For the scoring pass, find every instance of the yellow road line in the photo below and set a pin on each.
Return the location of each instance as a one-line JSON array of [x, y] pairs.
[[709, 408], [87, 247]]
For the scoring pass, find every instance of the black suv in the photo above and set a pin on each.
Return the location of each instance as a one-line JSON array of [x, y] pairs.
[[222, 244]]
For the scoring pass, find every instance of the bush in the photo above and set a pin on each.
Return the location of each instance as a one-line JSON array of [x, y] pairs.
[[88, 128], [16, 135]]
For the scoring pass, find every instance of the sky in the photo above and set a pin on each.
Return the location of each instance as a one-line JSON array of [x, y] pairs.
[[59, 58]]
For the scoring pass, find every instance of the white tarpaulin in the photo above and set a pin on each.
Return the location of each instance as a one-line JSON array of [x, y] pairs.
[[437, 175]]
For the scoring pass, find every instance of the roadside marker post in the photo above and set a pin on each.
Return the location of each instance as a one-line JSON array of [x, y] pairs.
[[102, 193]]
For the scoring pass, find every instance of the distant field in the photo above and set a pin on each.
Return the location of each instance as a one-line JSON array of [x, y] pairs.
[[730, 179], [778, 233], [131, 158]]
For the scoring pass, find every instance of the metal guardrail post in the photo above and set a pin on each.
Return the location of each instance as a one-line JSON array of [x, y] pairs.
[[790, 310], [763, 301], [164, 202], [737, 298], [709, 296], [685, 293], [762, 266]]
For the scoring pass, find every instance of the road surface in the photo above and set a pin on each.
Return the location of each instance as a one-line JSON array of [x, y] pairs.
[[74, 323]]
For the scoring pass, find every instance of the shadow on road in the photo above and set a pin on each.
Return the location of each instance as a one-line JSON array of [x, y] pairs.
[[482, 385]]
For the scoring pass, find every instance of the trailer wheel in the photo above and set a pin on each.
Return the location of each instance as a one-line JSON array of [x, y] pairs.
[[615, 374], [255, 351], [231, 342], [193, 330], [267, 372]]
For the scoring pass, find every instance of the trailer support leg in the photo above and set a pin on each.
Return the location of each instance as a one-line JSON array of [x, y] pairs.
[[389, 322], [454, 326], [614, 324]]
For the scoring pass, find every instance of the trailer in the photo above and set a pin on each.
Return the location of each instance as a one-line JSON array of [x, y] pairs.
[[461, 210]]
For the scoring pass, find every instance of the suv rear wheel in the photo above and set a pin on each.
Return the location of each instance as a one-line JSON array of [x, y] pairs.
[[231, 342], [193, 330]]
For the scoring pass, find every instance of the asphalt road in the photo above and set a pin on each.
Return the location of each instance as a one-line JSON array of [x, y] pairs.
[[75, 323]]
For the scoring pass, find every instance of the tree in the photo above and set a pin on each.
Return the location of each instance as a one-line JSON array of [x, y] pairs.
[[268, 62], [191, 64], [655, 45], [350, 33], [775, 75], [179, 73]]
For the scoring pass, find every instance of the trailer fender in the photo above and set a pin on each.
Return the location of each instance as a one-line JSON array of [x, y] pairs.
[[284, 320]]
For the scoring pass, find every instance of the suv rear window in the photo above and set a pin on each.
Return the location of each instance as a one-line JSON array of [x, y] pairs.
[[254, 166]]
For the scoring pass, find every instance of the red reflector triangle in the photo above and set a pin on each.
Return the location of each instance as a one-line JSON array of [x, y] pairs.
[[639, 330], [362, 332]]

Work required: Please copy all of the material above word for word, with every line in its original order.

The solution:
For the scoring pass, find every instance of the yellow road line in the photo below and set a pin on each.
Return the location of each instance as a one-line JSON array of [x, y] pairs.
[[709, 408], [87, 247]]
For the scoring pass, find every instance of the black suv in the photo above and set a pin on each.
Return the location of each instance as a one-line JSON array of [x, y] pairs.
[[222, 244]]
For the scoring pass, find every instance of the bush in the photo above and set a pin on each.
Return the location of each instance as a one-line JSON array of [x, y] pairs.
[[88, 128], [16, 135]]
For the scoring pass, find every instance of the sky in the photo above and set a pin on each.
Return the location of each instance as a one-line JSON array of [x, y] pairs.
[[59, 58]]
For the scoring pass, find every instance of the white tarpaulin in the photo above and set a pin on each.
Return the location of each instance as a one-line JSON array of [x, y] pairs.
[[437, 175]]
For the scoring pass, find every instance of the roadside marker post in the photo above and set a pin on each.
Return the location of each instance as a one-line JSON array of [x, y] pairs.
[[102, 193]]
For the scoring pass, find every instance of the distant field in the photo above and set a pin on each.
Return the location of each instance as a one-line JSON array of [x, y] pairs.
[[730, 179], [778, 233], [131, 158]]
For the scoring pass, find every instance of the metal guardrail post in the photo above and set a pin on each.
Return the location of each instance as a one-line JSON array of [x, y] pairs.
[[790, 310], [763, 301], [164, 202], [737, 298], [709, 296], [685, 293], [762, 266]]
For the scoring pass, find every instance of the road surface in the photo above and set a pin on each.
Return the location of each instance as a one-line JSON array of [x, y] pairs.
[[74, 323]]
For the scoring pass, find every instance of the shadow on road in the photo above and set a pin on each.
Return the location of each instance as a one-line JSON array of [x, y] pairs.
[[482, 385]]
For the scoring pass, find every instance of the trailer wheel in the photo above and set a pin on each.
Return the location of each instance as a one-line JSON array of [x, y] pairs.
[[615, 374], [255, 351], [231, 342], [193, 330], [267, 372]]
For the scoring pass, find every instance of the trailer support leg in the photo above and set a pin on each.
Return the location of each instance as a one-line JSON array of [x, y] pairs.
[[389, 322], [454, 326], [614, 324]]
For the scoring pass, find every instance of the trailer in the photo above and set a pin on each.
Return the location of each instance as a one-line JSON array of [x, y] pairs.
[[461, 210]]
For the scoring pass, find every instance of the suv rear wheel in the photo above and set a pin on each.
Return the location of each instance as a one-line JSON array of [x, y] pairs.
[[231, 342], [193, 330]]
For the scoring pass, find every instance of the asphalt road in the photo above and set a pin on each.
Return the location of each instance as a one-line JSON array of [x, y] pairs.
[[75, 323]]
For the scoring pass, find every instance of the tree in the photo above and set a pin on each.
Return the location of each instance as a one-line JSON array of [x, y] pairs.
[[268, 62], [191, 64], [655, 45], [350, 33], [775, 75], [179, 73]]
For the scoring pass, find every instance of the trailer fender in the photo above and set a pin on each.
Return the location of each instance as a one-line JSON array of [x, y] pairs.
[[284, 320]]
For the scoring pass, find every instance of the suv rear window in the photo above and set a pin on each.
Return the location of each instance as a one-line JSON array of [x, y] pairs.
[[254, 166]]
For the scoring pass, find every instance of the red reflector triangle in the photo above and set a pin on each.
Return the location of each instance as a one-line JSON array of [x, y] pairs.
[[639, 330], [362, 332]]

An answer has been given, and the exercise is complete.